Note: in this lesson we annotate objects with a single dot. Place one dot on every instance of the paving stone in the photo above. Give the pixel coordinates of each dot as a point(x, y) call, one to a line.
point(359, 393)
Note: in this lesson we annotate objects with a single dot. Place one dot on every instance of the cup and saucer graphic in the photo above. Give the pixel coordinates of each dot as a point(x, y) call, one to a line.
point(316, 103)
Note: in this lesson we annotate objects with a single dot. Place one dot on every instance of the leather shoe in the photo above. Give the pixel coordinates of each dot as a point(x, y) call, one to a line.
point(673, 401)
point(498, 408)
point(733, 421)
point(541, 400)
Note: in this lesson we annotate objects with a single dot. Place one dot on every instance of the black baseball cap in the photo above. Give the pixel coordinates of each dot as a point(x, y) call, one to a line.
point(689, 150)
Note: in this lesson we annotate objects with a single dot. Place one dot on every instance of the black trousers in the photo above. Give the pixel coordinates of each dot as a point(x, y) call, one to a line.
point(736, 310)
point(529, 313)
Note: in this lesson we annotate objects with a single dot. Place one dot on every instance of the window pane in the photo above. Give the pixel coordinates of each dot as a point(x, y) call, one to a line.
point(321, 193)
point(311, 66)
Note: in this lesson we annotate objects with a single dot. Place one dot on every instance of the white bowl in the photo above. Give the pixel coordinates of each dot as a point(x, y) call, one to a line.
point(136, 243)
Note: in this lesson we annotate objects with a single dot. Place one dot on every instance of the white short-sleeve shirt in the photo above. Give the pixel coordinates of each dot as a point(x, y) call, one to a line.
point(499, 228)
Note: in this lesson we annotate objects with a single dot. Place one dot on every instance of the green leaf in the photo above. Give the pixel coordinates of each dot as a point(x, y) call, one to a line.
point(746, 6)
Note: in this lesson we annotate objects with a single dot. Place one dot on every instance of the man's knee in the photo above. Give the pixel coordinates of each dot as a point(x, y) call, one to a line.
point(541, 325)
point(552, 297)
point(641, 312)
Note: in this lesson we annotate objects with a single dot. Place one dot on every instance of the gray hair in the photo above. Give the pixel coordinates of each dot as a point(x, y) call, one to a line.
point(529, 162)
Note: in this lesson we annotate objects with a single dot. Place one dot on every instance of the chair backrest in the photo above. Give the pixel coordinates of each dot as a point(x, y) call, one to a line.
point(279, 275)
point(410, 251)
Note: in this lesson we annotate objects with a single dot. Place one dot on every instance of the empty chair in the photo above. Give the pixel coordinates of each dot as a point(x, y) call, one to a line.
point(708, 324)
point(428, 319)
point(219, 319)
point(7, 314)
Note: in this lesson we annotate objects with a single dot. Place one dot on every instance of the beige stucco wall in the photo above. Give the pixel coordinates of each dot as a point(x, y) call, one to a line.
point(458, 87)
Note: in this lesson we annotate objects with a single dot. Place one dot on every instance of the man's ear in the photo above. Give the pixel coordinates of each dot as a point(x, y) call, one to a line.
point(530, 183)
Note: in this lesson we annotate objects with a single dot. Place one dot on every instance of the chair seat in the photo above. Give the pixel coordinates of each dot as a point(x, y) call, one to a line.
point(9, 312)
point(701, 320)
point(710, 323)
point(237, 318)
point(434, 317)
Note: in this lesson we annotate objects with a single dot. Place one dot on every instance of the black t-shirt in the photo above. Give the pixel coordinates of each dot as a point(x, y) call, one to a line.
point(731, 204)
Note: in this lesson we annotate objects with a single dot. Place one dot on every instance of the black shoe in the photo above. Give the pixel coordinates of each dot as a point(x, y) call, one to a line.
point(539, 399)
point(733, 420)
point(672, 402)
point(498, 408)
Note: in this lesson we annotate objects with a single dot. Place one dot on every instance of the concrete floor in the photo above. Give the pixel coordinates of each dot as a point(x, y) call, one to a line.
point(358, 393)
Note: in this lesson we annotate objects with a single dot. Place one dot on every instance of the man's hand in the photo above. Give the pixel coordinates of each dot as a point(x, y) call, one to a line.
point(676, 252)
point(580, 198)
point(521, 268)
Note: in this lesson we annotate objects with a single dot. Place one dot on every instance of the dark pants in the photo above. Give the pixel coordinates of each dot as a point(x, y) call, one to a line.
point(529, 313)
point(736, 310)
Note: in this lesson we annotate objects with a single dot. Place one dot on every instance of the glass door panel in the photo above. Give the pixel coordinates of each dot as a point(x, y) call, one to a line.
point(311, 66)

#### Work instruction:
Your reply should hold all the entries, each repeated without a single change.

#### Exercise result:
Note: in this lesson we annotate objects with a single dot. Place one dot on every instance of the paving stone in the photo above. Give the pixel coordinates of each dot as a point(x, y) call, one to a line.
point(359, 393)
Note: in this lesson we annotate objects with a single dot. Place one dot on every instance of the cup and saucer graphic in the photo above. Give the pixel coordinates of each dot as a point(x, y) call, one to a line.
point(316, 103)
Note: in this lesson we annotate objects with a single dot. Place one dot on every instance of the leather shoe in the photo above. Give the pixel coordinates of each dot as a point(x, y) call, one to a line.
point(673, 401)
point(498, 408)
point(733, 421)
point(541, 400)
Note: in this lesson we annotate objects with a single dot. Place one dot on every instance of the black baseball cap in the photo above. Give the pixel coordinates of each dot as a point(x, y) call, one to a line.
point(689, 150)
Note: in this lesson we annotate objects with a single dot. Place one dot on every instance of the black trousers in the photo above. Give the pixel coordinates of each dot as a point(x, y) call, one to a line.
point(736, 310)
point(529, 313)
Note: in this lesson we annotate objects with a single dot. Place one dot on every instance of the window pane in the photo above. Give the pixel coordinates of each dot as a point(x, y) call, one to a line.
point(321, 193)
point(311, 66)
Note: in this lesson we annotate objects with a single dot. Place one dot on every instance of the white bowl in the photo above. Give the pixel coordinates of each dot as a point(x, y) call, one to a line.
point(136, 243)
Note: in this lesson we annotate objects with a single dot. Place one dot on every instance of the white short-sleeve shirt in the photo above. Give the pixel coordinates of each dot as a point(x, y) call, one to a line.
point(499, 228)
Note: in this lesson we annotate objects with a single dot. Place one dot on every instance of the green leaf in the photo above. Give the pixel coordinates of each dot as a point(x, y) call, one to a line.
point(746, 6)
Note: in this lesson we annotate objects with a single dot. Place one dot on every instance of the man's knee in the photo above. Give the pixel coordinates of each dot as a point(x, y) call, one to a line.
point(541, 325)
point(552, 297)
point(641, 312)
Note: in this lesson we annotate objects with a single dot. Place one dot on every instance of the gray hair in the photo above. Give the pixel coordinates of each dot as a point(x, y) call, one to a line.
point(529, 162)
Note: in this lesson we annotate objects with a single dot. Place one dot on every instance of the chair backrest in the photo above. Give the pixel coordinates of each dot as a point(x, y) call, one to a line.
point(279, 275)
point(410, 251)
Note: in this lesson we annotate objects with a single dot. Place one dot on every instance of the empty chair in the photo above. Give the pixel coordinates of each dot as a point(x, y) call, one to a line.
point(708, 324)
point(428, 319)
point(219, 319)
point(7, 314)
Note: in this lesson we annotate objects with a single dot. Place one dot on every instance of the beige stucco wall in the photo above. Give the pixel coordinates of each dot as a point(x, y) call, one to a line.
point(458, 87)
Note: in this lesson we annotate objects with a single dot. Place one dot on every instance of the man's ear in the photo above. Give the pixel coordinates of each dot as a point(x, y) call, one to a line.
point(530, 183)
Note: in this lesson we annotate objects with a single dot. Place one dot on every instance of the chair seat in the photo above. Give the pixel coordinates of each dot as a point(x, y) call, one to a line.
point(9, 312)
point(701, 320)
point(710, 323)
point(237, 318)
point(434, 317)
Note: in this lesson we annotate objects with a single dot. Place one dot on every instance of the black t-shirt in the photo above. Give the pixel coordinates of each dot as a point(x, y) call, one to a line.
point(731, 204)
Note: in this lesson we annotate objects with a single dot. Place one dot on every instance of the black shoe in the photo above. Give the pixel coordinates of each dot as a point(x, y) call, one to a line.
point(539, 399)
point(733, 420)
point(672, 402)
point(498, 408)
Note: in this lesson we annotate objects with a single dot. Place one dot on every instance of the concrete floor in the photo above. Give the pixel coordinates of each dot as a point(x, y) call, one to a line.
point(358, 393)
Note: in this lesson we annotate objects with a single dot. Place one dot on every instance of the man's hand in the photo above. Give the pixel coordinates of each dot as a point(x, y) call, one to a line.
point(676, 252)
point(580, 198)
point(521, 268)
Note: in this lesson we annotate objects with a single dot. Place one dot on every instance of the dark pants in the photo above. Give the pixel coordinates of each dot as a point(x, y) call, one to a line.
point(529, 313)
point(736, 310)
Note: in this lesson we annotate objects with a single dot. Place one dot on every instance of the glass door panel in the photo above. Give the pixel coordinates of each dot as a point(x, y) call, one to a line.
point(311, 66)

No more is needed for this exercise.